[Stored data]
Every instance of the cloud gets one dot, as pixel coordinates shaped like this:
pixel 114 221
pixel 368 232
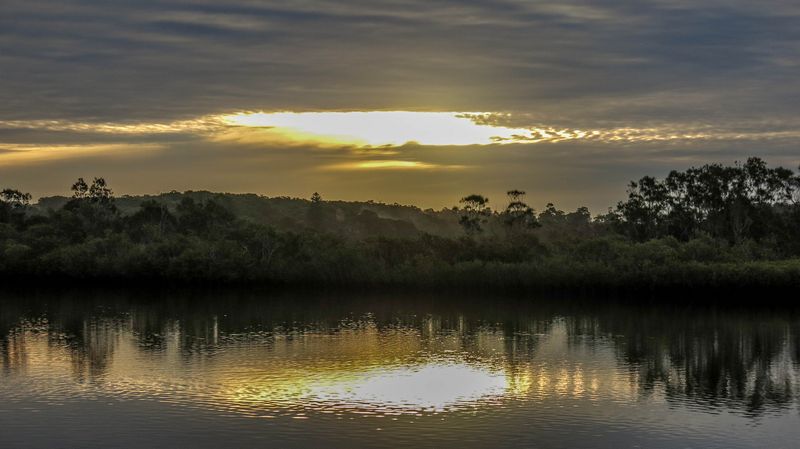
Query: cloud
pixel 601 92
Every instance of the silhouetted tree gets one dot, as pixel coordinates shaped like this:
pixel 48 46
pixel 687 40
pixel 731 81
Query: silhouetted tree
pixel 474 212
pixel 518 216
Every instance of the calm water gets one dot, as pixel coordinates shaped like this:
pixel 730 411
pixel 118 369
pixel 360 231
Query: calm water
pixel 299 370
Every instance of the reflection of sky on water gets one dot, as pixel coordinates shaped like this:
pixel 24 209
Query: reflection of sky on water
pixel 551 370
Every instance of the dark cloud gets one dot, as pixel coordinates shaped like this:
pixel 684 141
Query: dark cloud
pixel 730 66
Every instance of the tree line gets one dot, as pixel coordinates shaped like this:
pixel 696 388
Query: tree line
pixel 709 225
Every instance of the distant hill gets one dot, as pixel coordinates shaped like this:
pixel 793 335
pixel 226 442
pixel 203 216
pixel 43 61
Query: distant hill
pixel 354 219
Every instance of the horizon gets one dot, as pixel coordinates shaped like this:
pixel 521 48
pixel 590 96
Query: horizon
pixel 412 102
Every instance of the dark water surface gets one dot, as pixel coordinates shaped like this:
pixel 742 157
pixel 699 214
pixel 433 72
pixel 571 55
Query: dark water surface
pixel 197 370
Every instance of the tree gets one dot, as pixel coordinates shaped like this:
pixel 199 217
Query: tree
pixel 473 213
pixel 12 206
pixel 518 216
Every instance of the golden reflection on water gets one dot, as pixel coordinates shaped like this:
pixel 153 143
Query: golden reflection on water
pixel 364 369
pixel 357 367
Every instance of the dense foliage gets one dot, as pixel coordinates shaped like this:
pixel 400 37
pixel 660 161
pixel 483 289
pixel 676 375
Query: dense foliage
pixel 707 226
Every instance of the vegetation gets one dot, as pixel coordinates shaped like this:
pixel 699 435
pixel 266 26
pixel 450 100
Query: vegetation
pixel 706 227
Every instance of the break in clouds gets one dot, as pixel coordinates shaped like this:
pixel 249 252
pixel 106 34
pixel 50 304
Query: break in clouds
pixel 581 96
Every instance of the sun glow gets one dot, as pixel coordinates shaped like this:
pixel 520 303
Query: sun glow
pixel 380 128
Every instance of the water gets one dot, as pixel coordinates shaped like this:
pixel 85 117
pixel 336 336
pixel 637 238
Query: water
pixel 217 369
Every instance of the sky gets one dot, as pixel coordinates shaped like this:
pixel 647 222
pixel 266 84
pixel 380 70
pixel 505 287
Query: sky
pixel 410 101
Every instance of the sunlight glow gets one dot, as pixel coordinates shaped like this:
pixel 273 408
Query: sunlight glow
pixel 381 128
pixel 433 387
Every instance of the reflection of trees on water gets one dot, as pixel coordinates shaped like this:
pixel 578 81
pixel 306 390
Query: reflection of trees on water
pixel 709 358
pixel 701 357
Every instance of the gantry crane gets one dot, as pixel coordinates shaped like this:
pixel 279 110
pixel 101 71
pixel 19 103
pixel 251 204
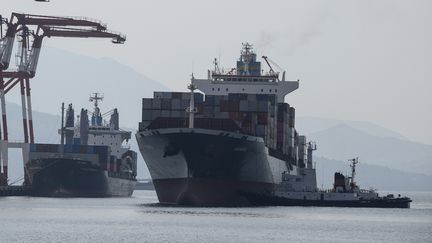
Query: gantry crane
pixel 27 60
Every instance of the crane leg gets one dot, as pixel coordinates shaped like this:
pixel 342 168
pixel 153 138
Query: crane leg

→ **WORK INSTRUCTIONS**: Rewrite the whole listing, changing every "gets one dot" to "gets a single dot" and keeping everything else the same. Leave the pictures out.

→ **ANSWER TO THIS EXERCISE**:
Every instance of the cloud gets a single dot, as pixel coordinates shaped like this:
pixel 114 221
pixel 368 232
Query: cloud
pixel 601 92
Every instance of the silhouetted tree gets a single dot, as pixel coordinates shaped like this:
pixel 48 46
pixel 687 40
pixel 731 81
Query: silhouetted tree
pixel 474 212
pixel 518 216
Every instance of the calm water gets a single dot, as pixel coordinates shaped like this:
pixel 730 411
pixel 118 369
pixel 360 231
Query: calm water
pixel 299 370
Every instance of the reflection of sky on water gets a single dot, as pixel coordinates shaped like this:
pixel 24 209
Query: reflection of sky on water
pixel 551 370
Every instance of the dark cloud gets a single dot, as pixel coordinates shaped like this:
pixel 684 141
Query: dark cloud
pixel 730 66
Every instance of the tree line gets a single dot, as pixel coordinates shaped like this:
pixel 696 388
Query: tree line
pixel 709 225
Every instance of the distant hill gets a single dot, as pixel coordinates shaped like this:
pixel 793 335
pixel 226 442
pixel 203 216
pixel 43 61
Query: distant hill
pixel 354 219
Every instance of the horizon gets a single dot, as pixel coordinates shaped like this:
pixel 521 48
pixel 590 96
Query: horizon
pixel 412 102
Every instance of the dark water surface gets a single dot, as pixel coordinates shaped like this:
pixel 742 157
pixel 699 214
pixel 433 72
pixel 571 55
Query: dark water surface
pixel 197 370
Every instance of the tree gets a single dot, as pixel coordinates shaped like this:
pixel 199 217
Query: tree
pixel 473 213
pixel 12 206
pixel 518 216
Every instance of the golden reflection on water gets a single dot, as pixel coordinates shaped like this:
pixel 153 143
Query: golden reflection on water
pixel 364 369
pixel 357 367
Every instance of the dense foliage gets a single dot, as pixel coordinates shaped like this:
pixel 400 37
pixel 660 161
pixel 483 289
pixel 676 375
Query: dense foliage
pixel 707 226
Every instance of the vegetation gets a single dot, as pixel coordinates shaped like this:
pixel 699 435
pixel 266 26
pixel 450 100
Query: vegetation
pixel 706 227
Every instance of the break in clouds gets a single dot, as pixel coordinates shaped like this:
pixel 249 252
pixel 106 34
pixel 50 304
Query: break in clouds
pixel 581 96
Every instance of the sun glow gets a single dot, as pixel coordinates shaped like this:
pixel 520 303
Query: sun glow
pixel 380 128
Every instance of the water gets a single dot, as pixel coordinates shaped like this:
pixel 85 117
pixel 336 336
pixel 637 238
Query: water
pixel 217 369
Every instance of the sky gets a single dot, as pixel coordinates shaped like this:
pixel 647 222
pixel 266 84
pixel 380 70
pixel 505 287
Query: sky
pixel 410 101
Every instance of the sunlight glow gets a single dot, as pixel coordinates shaped like this:
pixel 273 408
Query: sunlight glow
pixel 381 128
pixel 433 387
Every instance of the reflection of trees on water gets a single dot, as pixel coordinates shaped like this:
pixel 578 81
pixel 306 390
Query: reflection of trees on water
pixel 709 358
pixel 701 357
Every instance of the gantry crane gets a single dot, as pixel coordinates shaped like this:
pixel 279 110
pixel 101 71
pixel 19 103
pixel 251 204
Query: gantry crane
pixel 27 60
Every instance of the crane leg gets a single dot, as pixel coordinates shaped like this:
pixel 342 168
pixel 153 138
Query: crane leg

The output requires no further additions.